O quadro tem algumas semelhanças com as dificuldades da UDN diante do eixo populista (PSD-PTB) nos anos 1940-60, não obstante os udenistas terem sido, ao contrário dos tucanos, exímios defensores de suas bandeiras históricas, por terem, em seu DNA, estruturas capazes de organização pelo menos dos estratos médios e mais elevados da população. Até por isso, diante do fracasso histórico da UDN em chegar ao poder por moto próprio, os tucanos, incapazes de abordar criticamente sua própria trajetória eleitoral, lançam-se na paranoica tentativa de eludirem-se a si mesmos, na esperança de serem lembrados pelos eleitores como outra coisa mais familiar, o que pode ser entendido como o prenúncio de uma transfiguração do tipo janista ou collorista — que acometeu a UDN em 1960 e quase o fez com o PSDB em 1990.
É nessa chave que devemos entender a impotência de Fernando Henrique — e dos tucanos —, apontada por Wanderley, em apresentar saídas para o partido retomar a iniciativa e sustentar sua pretensão de voltar ao Planalto Central. Diante de uma sociedade que experimenta grandes mudanças, desde os anos 1970, os tucanos se revelam um partido covarde, apequenado diante do desafio de coligir argumentos que venham acompanhados de sinalizações de mudanças para o país.
○ ○ ○ ○ ○ ○ ○
# Explorar o material
a - Cite o trecho do texto sobre os tucanos e a UDN que vai de "É nessa chave" até "para o país.".
b - Liste todas as siglas de partidos políticos que aparecem no texto sobre os tucanos e a UDN.
c - Prossiga com o texto sobre os tucanos e a UDN a partir do ponto em que ele termina.
As linhas a seguir não entram neste exercício.

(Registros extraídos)
○ ○ ○ ○ ○ ○ ○
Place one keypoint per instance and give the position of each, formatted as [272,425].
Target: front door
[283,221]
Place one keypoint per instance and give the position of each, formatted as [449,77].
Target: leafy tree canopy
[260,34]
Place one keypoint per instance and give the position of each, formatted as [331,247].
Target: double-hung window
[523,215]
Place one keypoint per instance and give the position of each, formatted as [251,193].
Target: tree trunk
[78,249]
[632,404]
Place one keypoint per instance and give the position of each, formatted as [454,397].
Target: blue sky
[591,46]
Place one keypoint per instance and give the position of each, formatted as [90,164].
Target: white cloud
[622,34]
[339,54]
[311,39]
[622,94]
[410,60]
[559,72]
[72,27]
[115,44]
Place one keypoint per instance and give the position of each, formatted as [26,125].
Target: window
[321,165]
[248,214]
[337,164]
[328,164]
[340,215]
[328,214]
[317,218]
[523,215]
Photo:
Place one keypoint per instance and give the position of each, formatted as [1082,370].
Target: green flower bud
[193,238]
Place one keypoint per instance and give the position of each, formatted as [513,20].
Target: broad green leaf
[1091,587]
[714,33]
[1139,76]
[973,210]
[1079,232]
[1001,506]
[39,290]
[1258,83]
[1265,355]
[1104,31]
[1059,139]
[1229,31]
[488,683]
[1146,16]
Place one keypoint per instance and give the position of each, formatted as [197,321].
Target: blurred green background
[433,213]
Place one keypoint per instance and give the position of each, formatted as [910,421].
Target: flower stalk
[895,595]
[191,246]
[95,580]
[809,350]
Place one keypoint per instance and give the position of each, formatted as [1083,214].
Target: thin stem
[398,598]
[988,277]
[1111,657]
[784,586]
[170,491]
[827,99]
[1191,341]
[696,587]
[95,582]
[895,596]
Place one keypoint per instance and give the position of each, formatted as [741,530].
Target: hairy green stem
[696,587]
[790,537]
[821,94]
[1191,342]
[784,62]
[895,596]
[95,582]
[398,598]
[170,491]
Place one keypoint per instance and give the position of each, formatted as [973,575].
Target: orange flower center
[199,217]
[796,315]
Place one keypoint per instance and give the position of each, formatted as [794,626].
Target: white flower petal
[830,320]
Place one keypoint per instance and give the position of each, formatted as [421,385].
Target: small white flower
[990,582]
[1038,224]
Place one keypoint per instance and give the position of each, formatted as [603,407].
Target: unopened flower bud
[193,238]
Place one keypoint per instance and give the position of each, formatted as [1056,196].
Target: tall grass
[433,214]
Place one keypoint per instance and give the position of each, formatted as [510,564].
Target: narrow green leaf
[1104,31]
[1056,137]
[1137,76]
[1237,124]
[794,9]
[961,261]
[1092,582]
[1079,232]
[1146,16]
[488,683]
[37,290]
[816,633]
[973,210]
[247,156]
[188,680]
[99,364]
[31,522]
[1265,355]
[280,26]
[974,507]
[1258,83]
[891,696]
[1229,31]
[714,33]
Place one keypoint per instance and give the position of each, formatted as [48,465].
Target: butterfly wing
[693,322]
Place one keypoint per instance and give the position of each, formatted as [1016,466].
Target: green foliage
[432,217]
○ ○ ○ ○ ○ ○ ○
# Respostas em ordem
a -
É nessa chave que devemos entender a impotência de Fernando Henrique — e dos tucanos —, apontada por Wanderley, em apresentar saídas para o partido retomar a iniciativa e sustentar sua pretensão de voltar ao Planalto Central. Diante de uma sociedade que experimenta grandes mudanças, desde os anos 1970, os tucanos se revelam um partido covarde, apequenado diante do desafio de coligir argumentos que venham acompanhados de sinalizações de mudanças para o país.

b - UDN, PSD, PTB, PSDB

c -
A fórmula do “bom governante”, tocador de obras e formulador de políticas despolitizadas não pode e não vem sendo a marca das disputas presidenciais, por ser o Brasil um país de modernização inconclusa que demanda soluções macropolíticas para seus problemas históricos. Sem entrar no mérito político das políticas públicas levadas a cabo por Lula e sem considerar a necessidade de travar a disputa pelo legado do progressismo no país — mesmo que seja no sentido da superação do Governo FHC —, não resta aos tucanos outra saída a não ser torcer quase passivamente para que o destempero emocional de Dilma emerja em 2010 com a força que vitimou Ciro Gomes em 2002.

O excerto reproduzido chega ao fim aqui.